Dataset based on the public domain dataset "Biblioteca Digital. Documentos en dominio público"
This Dataset is based on the 11 april of 2023 it could have change in the future.
| Field | Description |
|---|---|
| title | Title of the document |
| Author | Author or authors of the document |
| date | Date of the document |
| origin_country | Country of the document |
| language | Language of the document |
| subject | Subject of the document |
| genre | Genre of the document |
| digital_version | Digital version of the document |
| ocr | OCR version of the document |
| words | Number of words of the document |
| book_id | Identifier of the book |
| number_of_volumes | Indicate the number of volumes there are of the same book |
| entropy | Entropy of the document |
Entropy values can be compared with the ones in the file 'mean_entropy.csv' which contains the mean entropy of 5 texts in spanish that have been properly converted to digital format.
The process to get the values and to select the ns to be calculated in the entropy where obtain from an analysis done in the next paper. Where the authors analyze the entropy of spanish texts and between the things they find out one is that the n should be calculated between 1 and 18, to get the best results.

Supplied information

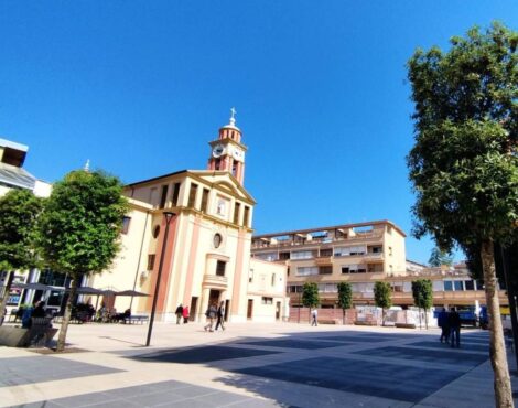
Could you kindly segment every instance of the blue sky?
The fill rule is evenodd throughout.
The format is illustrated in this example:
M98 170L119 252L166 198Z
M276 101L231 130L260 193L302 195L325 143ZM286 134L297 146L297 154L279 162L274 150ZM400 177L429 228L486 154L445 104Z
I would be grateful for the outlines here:
M2 1L0 138L40 179L129 183L205 169L235 106L258 234L390 219L427 262L404 64L494 19L516 1Z

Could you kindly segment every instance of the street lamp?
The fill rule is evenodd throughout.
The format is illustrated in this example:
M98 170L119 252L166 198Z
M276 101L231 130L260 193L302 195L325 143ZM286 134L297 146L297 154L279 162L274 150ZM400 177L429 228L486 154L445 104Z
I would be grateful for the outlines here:
M169 224L171 223L171 219L173 219L174 213L164 211L163 215L165 217L165 233L164 233L165 235L164 235L164 241L162 245L162 251L160 254L160 264L159 264L159 272L157 275L157 283L154 284L153 305L151 307L151 318L149 320L148 340L145 341L147 347L149 346L149 343L151 342L151 332L153 331L154 312L157 310L157 300L159 298L160 279L162 277L162 267L164 262L165 247L168 246Z

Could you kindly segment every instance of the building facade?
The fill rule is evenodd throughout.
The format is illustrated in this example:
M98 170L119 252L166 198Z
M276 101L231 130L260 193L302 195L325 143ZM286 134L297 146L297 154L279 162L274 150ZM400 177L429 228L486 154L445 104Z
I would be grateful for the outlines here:
M306 281L319 284L322 308L336 305L342 281L350 282L355 304L371 304L377 280L406 275L404 237L389 221L301 229L253 236L252 256L287 265L294 307Z
M374 305L376 281L389 282L392 304L413 305L412 281L430 279L435 307L485 304L483 286L464 264L429 268L406 259L404 233L389 221L301 229L252 237L252 257L288 267L290 304L302 307L305 282L319 287L321 308L338 308L339 282L349 282L353 304ZM500 303L508 303L500 291Z
M247 148L234 112L209 146L207 170L183 170L126 186L131 211L122 250L112 268L88 284L152 294L162 271L158 319L172 321L182 304L190 308L191 320L199 321L208 304L224 301L229 321L280 320L285 267L251 267L256 202L244 187ZM172 214L169 225L164 214ZM250 280L251 269L261 269L270 284ZM149 312L152 301L116 298L115 307Z

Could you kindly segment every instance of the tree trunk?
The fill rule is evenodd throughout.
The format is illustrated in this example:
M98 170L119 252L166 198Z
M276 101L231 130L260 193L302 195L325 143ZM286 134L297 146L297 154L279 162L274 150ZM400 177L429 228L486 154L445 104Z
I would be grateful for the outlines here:
M63 314L63 320L61 323L60 336L57 337L56 352L63 352L65 350L66 332L68 330L68 323L71 322L72 314L72 302L76 296L77 289L77 278L73 277L71 282L71 292L68 293L68 299L66 300L65 313Z
M504 343L504 330L500 318L500 302L496 289L495 254L493 240L486 239L481 247L482 268L484 271L484 286L486 291L487 311L490 316L489 356L494 373L494 388L496 406L498 408L514 407L512 389L510 386L507 354Z
M428 330L428 309L424 309L424 328Z
M9 293L11 292L11 284L13 280L14 272L8 272L6 291L3 292L2 300L0 301L0 325L3 324L3 320L6 319L6 305L8 304Z

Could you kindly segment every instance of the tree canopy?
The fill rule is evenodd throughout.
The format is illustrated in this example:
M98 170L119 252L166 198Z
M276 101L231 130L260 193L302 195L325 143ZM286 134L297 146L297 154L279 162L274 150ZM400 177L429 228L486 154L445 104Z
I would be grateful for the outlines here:
M408 63L416 144L414 234L439 246L507 241L518 219L518 35L495 23Z
M34 240L42 198L29 190L11 190L0 198L0 271L8 272L6 290L0 299L0 324L15 270L39 266Z
M47 265L71 275L107 269L119 250L128 211L122 186L102 172L73 171L54 184L40 222Z
M42 198L29 190L11 190L0 198L0 270L26 270L37 265L34 250Z
M518 32L494 23L417 50L408 62L416 144L407 160L417 195L413 234L440 248L478 247L492 316L498 407L512 407L496 288L494 246L518 227Z
M109 268L127 211L120 181L104 172L73 171L54 184L40 217L39 245L53 270L73 278L56 351L65 347L79 277Z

Written task
How would the dataset description above go on after its final sentence about the n values between 1 and 18? Write the next part.

Task response
The file are made up of 2 parts, the first one is the id of the book and the second is the volume identifier, which goes from 0 to number_of_volumes - 1.
If its the first time you use this library you should download this file here and unzip it in the folder web_scraping/dominiopublico
Then you should run main.py, this will create a file containing all the books that are manuscripts and the ones that are books. This will take a while.
! I you had already run the program then this step just run main.py, it will do everything for you.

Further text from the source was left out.